Co to był za weekend. Nie pamiętam kiedy ostatnio miałem tak intensywny weekend biegowy. Wszystko przez V Bieg na Szczyt Rondo i 2 PZU Dziesiątka WroActive. Drugi niedzielny bieg był bardziej spontaniczny. Druga rzecz do biura od siebie mam jakieś 1.5km i grzechem by było nie pobiec. Dzięki uprzejmości Danusi zapłaciłem wpisowe na sam koniec i dostałem numer.

Po wstaniu rano nigdzie nie trzeba było się zrywać i jechać. Zjadłem śniadanko i poszedłem odebrać numer.

Biuro zawodów

Mieściło się w tym samym miejscu co rok temu. Czyli od bramy A. Ja chciałem wejść od przodu w miejscu wybiegu biegaczy ale o 9 brama była zamknięta. Szkoda bo trzeba było obejść cały stadion. Samo biuro moim zdaniem już lepiej zorganizowane. Wszyscy w gotowości i gotowi do pomocy. Specjalne osoby trafnie udzielały informacji i mówiły gdzie pójść czy co gdzie się znajduje. Odbiór numeru sprawny, bez żadnego problemu. Następnie każdy otrzymywał dalszą część pakietu. W tym sektorze słychać było krzyczących Wolontariuszy, którzy działali jak w ukropie. Dzięki ich pracy nikt praktycznie nie czekał (przynajmniej jak ja byłem). Moim zdaniem bardzo duży plus.

======

* ZADANIE 1: Przytocz fragment relacji z weekendu biegowego od „Biuro zawodów” aż do „bardzo duży plus.” włącznie i zastąp w nim „stadion” słowem „obiekt”.
* ZADANIE 2: Wypisz wszystkie liczby zapisane cyframi arabskimi w relacji z weekendu biegowego.
* ZADANIE 3: Napisz dalszy ciąg relacji z weekendu biegowego, zaczynając po jej ostatnim zdaniu.
Wiersze zamieszczone dalej pochodzą z innego źródła.

======

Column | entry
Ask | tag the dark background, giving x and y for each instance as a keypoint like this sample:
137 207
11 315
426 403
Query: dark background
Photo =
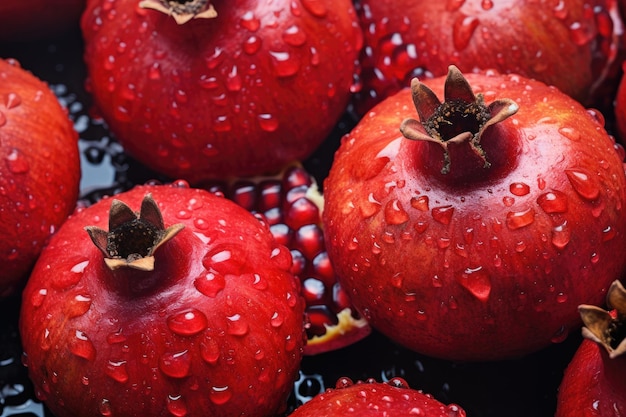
524 387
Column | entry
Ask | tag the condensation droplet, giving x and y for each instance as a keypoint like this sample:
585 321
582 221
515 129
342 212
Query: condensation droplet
477 282
187 323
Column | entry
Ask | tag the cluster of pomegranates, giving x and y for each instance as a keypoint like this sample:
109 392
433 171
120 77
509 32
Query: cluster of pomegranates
474 211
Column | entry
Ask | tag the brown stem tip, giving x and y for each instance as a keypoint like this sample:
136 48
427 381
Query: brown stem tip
133 237
607 328
462 117
182 11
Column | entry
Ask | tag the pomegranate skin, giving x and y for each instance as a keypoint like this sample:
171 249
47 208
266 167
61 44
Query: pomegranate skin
469 266
593 384
241 94
40 173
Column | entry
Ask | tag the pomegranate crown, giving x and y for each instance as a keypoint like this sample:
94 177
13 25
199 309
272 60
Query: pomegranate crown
133 237
462 117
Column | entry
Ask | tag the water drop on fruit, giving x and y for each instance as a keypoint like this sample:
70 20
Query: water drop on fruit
443 214
17 162
395 214
582 183
237 326
462 31
284 64
187 323
176 405
176 364
519 219
553 202
561 235
519 189
82 347
267 122
210 284
117 370
294 36
477 282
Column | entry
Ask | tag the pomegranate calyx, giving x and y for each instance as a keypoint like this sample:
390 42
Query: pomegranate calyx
182 11
133 237
462 117
608 328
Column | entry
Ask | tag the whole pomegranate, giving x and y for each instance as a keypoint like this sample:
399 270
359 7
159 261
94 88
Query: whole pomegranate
542 39
474 233
27 20
374 399
210 89
593 383
186 309
40 173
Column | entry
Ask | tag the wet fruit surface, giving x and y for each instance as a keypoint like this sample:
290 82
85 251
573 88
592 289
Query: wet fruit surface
516 388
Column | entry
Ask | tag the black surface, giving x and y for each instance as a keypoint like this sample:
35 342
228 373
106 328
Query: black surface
525 387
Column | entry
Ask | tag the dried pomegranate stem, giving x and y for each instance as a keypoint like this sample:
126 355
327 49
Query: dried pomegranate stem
133 237
182 11
461 118
607 328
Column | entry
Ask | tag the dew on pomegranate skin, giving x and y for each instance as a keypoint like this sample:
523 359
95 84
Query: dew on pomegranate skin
17 162
561 235
553 202
518 219
82 347
284 64
176 364
477 282
187 323
117 370
581 181
176 405
220 395
237 325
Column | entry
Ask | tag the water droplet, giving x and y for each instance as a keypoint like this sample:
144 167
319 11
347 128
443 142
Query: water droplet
519 189
370 207
462 31
187 323
519 219
284 64
443 214
117 370
176 405
583 183
294 36
476 281
176 365
82 347
210 284
553 202
395 214
561 235
17 162
237 326
267 122
220 395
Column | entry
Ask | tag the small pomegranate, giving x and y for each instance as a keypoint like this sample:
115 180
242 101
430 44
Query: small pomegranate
206 90
475 232
39 174
186 308
374 399
593 383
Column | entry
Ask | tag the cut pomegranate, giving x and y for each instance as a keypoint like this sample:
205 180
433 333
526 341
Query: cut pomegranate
291 205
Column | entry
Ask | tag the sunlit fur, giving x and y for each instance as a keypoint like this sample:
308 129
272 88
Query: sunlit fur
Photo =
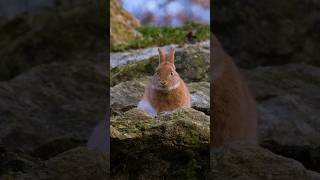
166 91
233 117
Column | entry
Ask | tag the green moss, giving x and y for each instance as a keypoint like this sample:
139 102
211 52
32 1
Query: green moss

======

* WYNIK 1:
Biuro zawodów

Mieściło się w tym samym miejscu co rok temu. Czyli od bramy A. Ja chciałem wejść od przodu w miejscu wybiegu biegaczy ale o 9 brama była zamknięta. Szkoda bo trzeba było obejść cały obiekt. Samo biuro moim zdaniem już lepiej zorganizowane. Wszyscy w gotowości i gotowi do pomocy. Specjalne osoby trafnie udzielały informacji i mówiły gdzie pójść czy co gdzie się znajduje. Odbiór numeru sprawny, bez żadnego problemu. Następnie każdy otrzymywał dalszą część pakietu. W tym sektorze słychać było krzyczących Wolontariuszy, którzy działali jak w ukropie. Dzięki ich pracy nikt praktycznie nie czekał (przynajmniej jak ja byłem). Moim zdaniem bardzo duży plus.

* WYNIK 2: 2, 1.5, 9

* WYNIK 3:
Pakiet startowy

Czasami niektórzy narzekają na ten punkt ale WroActive moim zdaniem stanął na wysokości zadania. Reklamówka, a w niej worek na rzeczy sportowe, fajna książka od Pascala, skarpetki – nie najwyższej jakości ale ujdą. Chrupki kukurydziane i kupa ulotek, zawsze wszystkie przeglądam ale nie znalazłem w nich nic ciekawego.

Przed startem jakoś specjalnie nie stresowałem się. Wiedziałem, że biegnę tylko dla siebie oraz po to aby się sprawdzić w którym miejscu jestem. Jak to mówią na razie jestem w czarnej du** ale nie przejmuję się i będę trenował dalej i mam nadzieję że na Orlen Warsaw Marathon będę gotowy by przebiec dychę co najmniej ze 2 minuty szybciej. Muszę tylko mądrze rozplanować treningi i zacząć ciut więcej biegać, tylko jak to zrobić skoro czasu w ciągu dnia jest tak mało?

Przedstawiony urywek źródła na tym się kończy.